• _Task statement_: Here the job is to repeat the listing exactly, but not the pictures in it.

• _Material for this task_:
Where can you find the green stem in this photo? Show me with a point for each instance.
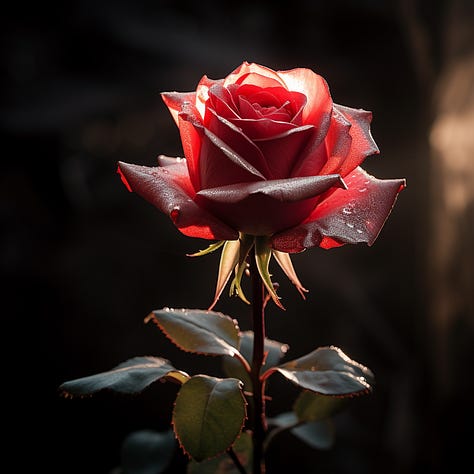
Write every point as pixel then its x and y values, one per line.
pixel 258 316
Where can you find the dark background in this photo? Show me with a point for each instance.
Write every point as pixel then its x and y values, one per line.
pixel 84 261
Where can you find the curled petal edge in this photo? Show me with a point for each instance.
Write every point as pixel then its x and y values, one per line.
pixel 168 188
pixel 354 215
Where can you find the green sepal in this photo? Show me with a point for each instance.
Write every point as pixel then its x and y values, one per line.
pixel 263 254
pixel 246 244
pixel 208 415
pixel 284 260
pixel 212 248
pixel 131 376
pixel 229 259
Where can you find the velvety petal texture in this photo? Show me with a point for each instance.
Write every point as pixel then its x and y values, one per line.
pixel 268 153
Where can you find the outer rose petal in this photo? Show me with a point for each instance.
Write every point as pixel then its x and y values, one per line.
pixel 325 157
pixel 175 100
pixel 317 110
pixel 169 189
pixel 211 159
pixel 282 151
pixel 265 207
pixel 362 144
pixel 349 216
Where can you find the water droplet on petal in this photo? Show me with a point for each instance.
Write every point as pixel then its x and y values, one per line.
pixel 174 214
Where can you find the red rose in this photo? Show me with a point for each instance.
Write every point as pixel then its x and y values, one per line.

• _Answer section_:
Where can you find the green stem in this photo? Show me with a point for each instance.
Write every point as pixel then its x and y values, one per line.
pixel 258 316
Where can you find the dark background in this photo? Show me with a point for each instance.
Write every point as pixel then its x and y values, one per line.
pixel 84 261
Where can you find the curled petal edge in this photo? Show me with a point for each instance.
Write every point as pixel then its x and y values, one per line.
pixel 168 188
pixel 354 215
Where can you find the green sepal in this photo? Show me with a point for each instance.
Write every point as pixel then its x and y values, one per line.
pixel 263 254
pixel 246 244
pixel 208 415
pixel 284 260
pixel 212 248
pixel 131 376
pixel 229 259
Where can you find the velvety petal texture in this photo? Show me with a point for each instance.
Write every point as pixel then its x and y values, one per line.
pixel 268 153
Where can you find the outer rose petal in this photo? Show me with a point for each instance.
Write every point as pixel then its x and y values, one per line.
pixel 325 157
pixel 175 100
pixel 317 110
pixel 169 189
pixel 211 159
pixel 282 151
pixel 265 207
pixel 362 144
pixel 349 216
Where can you find the water droplet on petal in this photo? Show me with a point for each instance.
Write every point as pixel then its x and y values, one per line.
pixel 174 214
Where can you find the red rose in this photo? Show me with a point for each instance.
Write every point as pixel then its x and y values, one per line.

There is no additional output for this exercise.